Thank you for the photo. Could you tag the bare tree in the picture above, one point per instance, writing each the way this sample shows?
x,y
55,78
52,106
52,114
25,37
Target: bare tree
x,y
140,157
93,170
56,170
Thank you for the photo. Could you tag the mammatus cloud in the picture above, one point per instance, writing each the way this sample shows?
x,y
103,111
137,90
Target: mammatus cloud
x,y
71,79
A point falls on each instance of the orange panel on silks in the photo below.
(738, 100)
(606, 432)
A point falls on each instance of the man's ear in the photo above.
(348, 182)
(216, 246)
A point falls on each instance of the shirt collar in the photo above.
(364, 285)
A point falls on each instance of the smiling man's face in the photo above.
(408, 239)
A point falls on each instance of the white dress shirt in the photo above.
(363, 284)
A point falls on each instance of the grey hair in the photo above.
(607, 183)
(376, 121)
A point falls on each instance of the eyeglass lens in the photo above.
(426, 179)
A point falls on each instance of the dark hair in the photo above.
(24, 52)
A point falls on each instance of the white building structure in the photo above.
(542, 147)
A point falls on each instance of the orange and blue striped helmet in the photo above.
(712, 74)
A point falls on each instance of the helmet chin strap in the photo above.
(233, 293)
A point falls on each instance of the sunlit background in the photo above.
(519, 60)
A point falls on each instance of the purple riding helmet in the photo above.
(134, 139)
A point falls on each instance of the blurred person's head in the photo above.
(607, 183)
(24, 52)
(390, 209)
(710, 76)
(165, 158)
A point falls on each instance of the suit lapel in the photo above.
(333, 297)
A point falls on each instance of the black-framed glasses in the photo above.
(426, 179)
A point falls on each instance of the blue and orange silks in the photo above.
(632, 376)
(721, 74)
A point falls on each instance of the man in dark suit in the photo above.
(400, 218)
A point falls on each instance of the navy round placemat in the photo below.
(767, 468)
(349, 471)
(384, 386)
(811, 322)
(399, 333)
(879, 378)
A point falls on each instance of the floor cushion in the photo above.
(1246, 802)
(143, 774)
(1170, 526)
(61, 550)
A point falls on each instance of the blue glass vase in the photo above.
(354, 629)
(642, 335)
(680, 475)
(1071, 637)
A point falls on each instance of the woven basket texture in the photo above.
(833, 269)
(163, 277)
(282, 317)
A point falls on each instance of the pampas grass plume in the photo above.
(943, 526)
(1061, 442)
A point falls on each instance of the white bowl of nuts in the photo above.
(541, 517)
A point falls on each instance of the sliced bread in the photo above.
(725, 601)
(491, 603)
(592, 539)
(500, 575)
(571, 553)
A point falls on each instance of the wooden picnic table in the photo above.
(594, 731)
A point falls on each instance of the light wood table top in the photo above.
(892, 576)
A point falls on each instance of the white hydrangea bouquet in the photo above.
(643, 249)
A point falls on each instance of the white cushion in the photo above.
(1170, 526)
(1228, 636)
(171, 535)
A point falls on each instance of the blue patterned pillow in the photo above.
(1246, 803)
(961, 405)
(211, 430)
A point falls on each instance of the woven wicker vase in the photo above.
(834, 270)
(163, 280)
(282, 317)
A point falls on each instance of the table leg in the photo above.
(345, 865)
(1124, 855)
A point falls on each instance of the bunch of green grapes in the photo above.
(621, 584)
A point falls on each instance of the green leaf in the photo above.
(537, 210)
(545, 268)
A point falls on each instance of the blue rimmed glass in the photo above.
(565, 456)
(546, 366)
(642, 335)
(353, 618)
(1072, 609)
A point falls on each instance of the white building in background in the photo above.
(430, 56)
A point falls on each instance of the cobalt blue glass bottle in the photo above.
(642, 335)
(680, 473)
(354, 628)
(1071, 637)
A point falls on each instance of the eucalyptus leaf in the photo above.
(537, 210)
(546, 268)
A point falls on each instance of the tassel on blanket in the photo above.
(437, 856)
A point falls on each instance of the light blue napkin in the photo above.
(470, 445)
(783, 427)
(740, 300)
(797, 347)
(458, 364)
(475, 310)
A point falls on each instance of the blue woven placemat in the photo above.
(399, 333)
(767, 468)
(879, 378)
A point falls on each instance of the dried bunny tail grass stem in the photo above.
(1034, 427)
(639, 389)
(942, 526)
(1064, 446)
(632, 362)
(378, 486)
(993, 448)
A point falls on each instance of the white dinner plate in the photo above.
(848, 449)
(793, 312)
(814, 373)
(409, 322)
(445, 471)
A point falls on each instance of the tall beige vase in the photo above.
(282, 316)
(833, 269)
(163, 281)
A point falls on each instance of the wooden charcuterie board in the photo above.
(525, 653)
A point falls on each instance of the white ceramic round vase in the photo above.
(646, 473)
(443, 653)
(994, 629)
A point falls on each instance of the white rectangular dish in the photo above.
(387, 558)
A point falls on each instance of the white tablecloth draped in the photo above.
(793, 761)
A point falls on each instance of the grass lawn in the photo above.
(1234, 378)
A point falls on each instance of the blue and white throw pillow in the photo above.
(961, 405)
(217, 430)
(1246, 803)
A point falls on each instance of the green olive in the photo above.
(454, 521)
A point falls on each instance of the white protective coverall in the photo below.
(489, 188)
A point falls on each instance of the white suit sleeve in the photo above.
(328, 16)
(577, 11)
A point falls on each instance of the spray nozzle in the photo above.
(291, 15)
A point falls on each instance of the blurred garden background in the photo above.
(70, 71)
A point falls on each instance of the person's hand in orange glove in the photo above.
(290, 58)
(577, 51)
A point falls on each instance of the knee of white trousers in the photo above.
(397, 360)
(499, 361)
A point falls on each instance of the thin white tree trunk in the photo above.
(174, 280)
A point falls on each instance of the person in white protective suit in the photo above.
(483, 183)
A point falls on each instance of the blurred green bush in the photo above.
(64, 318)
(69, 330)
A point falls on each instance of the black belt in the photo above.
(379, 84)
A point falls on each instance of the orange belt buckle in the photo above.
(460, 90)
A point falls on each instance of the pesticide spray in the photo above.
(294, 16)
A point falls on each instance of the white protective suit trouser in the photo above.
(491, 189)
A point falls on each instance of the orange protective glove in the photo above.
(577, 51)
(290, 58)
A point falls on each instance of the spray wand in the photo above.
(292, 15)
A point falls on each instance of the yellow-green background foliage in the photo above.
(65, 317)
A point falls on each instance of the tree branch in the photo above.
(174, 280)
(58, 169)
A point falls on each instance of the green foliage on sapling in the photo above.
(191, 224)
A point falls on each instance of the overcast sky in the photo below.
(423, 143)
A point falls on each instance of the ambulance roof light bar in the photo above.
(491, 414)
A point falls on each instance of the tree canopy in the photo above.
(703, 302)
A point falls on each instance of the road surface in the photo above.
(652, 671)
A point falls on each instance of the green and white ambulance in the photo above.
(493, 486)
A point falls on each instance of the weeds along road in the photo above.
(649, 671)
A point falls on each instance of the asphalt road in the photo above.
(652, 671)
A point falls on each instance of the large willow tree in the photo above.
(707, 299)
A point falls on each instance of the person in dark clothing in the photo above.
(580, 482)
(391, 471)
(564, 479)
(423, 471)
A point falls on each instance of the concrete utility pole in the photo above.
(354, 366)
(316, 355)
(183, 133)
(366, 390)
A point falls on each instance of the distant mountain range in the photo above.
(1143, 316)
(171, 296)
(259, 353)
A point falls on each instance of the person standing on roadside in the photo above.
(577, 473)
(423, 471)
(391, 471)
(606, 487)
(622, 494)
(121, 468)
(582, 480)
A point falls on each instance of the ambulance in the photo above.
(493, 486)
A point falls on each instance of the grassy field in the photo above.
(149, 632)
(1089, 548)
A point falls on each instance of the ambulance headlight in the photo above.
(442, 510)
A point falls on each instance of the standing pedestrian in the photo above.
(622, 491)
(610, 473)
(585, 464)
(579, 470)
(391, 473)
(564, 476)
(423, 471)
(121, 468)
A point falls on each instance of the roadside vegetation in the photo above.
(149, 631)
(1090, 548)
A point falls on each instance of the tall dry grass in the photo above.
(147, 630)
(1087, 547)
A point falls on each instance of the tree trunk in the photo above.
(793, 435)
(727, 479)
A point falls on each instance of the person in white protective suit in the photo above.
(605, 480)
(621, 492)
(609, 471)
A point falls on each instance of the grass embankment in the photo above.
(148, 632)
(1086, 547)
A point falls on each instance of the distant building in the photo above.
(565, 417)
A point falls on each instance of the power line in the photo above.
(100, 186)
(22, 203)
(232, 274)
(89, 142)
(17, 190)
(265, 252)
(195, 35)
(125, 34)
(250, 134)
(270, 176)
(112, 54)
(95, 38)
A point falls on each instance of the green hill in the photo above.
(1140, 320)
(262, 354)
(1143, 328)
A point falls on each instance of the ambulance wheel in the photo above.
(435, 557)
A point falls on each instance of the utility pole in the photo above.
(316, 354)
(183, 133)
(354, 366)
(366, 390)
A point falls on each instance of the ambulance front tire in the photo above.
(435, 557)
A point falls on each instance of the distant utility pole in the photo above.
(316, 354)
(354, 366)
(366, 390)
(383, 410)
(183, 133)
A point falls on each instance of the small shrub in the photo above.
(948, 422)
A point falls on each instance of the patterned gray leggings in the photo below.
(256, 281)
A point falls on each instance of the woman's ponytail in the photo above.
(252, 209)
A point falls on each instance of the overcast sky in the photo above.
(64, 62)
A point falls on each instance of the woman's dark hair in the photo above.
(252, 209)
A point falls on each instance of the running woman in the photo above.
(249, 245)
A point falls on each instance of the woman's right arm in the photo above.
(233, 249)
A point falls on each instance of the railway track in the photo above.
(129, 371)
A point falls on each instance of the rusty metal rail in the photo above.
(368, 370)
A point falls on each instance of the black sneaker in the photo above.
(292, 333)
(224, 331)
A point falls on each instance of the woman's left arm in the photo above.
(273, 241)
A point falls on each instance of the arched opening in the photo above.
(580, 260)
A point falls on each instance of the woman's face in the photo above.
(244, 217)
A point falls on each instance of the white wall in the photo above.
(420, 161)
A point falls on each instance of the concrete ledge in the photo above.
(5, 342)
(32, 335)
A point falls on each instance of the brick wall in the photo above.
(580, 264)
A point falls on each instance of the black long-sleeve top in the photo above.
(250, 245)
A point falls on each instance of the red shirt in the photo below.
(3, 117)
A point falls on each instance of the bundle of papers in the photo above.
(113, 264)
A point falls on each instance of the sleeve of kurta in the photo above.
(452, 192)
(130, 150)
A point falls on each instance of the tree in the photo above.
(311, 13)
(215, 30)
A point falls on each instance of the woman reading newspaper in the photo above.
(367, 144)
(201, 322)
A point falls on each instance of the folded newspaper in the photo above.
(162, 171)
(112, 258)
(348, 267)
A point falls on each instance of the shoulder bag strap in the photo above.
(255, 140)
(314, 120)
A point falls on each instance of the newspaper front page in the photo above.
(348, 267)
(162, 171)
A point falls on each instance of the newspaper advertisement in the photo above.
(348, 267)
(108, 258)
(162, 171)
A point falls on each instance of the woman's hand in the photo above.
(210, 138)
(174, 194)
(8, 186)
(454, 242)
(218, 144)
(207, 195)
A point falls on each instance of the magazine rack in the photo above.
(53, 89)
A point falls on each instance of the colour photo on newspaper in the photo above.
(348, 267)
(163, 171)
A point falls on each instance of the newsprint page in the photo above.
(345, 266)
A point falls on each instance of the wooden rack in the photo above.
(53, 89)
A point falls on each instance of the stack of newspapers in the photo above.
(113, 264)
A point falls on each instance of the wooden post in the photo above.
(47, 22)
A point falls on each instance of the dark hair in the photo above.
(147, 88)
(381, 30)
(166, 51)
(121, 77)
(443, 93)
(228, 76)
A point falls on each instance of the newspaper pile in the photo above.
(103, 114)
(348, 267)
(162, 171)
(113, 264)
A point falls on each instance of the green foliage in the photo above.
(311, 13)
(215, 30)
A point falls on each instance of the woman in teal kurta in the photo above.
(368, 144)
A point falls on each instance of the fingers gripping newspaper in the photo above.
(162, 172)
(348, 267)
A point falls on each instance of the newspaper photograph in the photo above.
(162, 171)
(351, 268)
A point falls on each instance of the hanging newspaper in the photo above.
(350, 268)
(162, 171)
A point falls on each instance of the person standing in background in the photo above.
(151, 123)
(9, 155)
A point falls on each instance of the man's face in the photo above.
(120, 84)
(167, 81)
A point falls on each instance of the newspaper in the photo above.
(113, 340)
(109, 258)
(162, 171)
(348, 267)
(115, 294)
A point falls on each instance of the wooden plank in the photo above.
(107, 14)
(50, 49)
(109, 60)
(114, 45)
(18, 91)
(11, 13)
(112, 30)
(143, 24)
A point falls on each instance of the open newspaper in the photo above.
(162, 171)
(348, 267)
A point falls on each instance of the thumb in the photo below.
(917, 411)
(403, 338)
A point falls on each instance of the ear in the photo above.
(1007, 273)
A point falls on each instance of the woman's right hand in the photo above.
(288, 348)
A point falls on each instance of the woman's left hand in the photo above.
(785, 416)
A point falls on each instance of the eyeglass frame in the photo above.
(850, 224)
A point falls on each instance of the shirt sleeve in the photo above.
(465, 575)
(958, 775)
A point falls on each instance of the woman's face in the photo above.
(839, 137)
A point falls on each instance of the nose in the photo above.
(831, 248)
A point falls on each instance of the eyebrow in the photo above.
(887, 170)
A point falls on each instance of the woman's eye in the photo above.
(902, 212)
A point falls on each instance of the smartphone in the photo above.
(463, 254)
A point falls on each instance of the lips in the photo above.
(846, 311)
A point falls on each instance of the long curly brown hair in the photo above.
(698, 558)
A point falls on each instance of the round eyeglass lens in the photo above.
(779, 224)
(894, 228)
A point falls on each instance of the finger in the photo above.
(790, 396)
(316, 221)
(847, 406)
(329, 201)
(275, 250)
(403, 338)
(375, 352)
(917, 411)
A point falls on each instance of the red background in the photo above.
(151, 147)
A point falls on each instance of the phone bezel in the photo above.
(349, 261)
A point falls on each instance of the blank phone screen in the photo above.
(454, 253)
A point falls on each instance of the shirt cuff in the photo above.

Your instructions: Output exactly the lines above, from the one holding "A point falls on each instance of the long" through the end of the data, including the first and last.

Final result:
A point falls on each instance of the long curly brown hair in the photo above.
(698, 558)
A point falls on each instance of the round eyeglass lens in the photo above.
(779, 224)
(894, 228)
A point falls on each instance of the finger in the photo above.
(790, 396)
(316, 221)
(847, 406)
(329, 201)
(275, 250)
(403, 338)
(375, 352)
(917, 411)
A point falls on each instance of the red background in the photo above.
(151, 147)
A point falls on each instance of the phone bezel in the photo above.
(349, 261)
A point falls on each instance of the blank phone screen in the photo above.
(454, 253)
A point falls on each instance of the shirt cuff in the photo above.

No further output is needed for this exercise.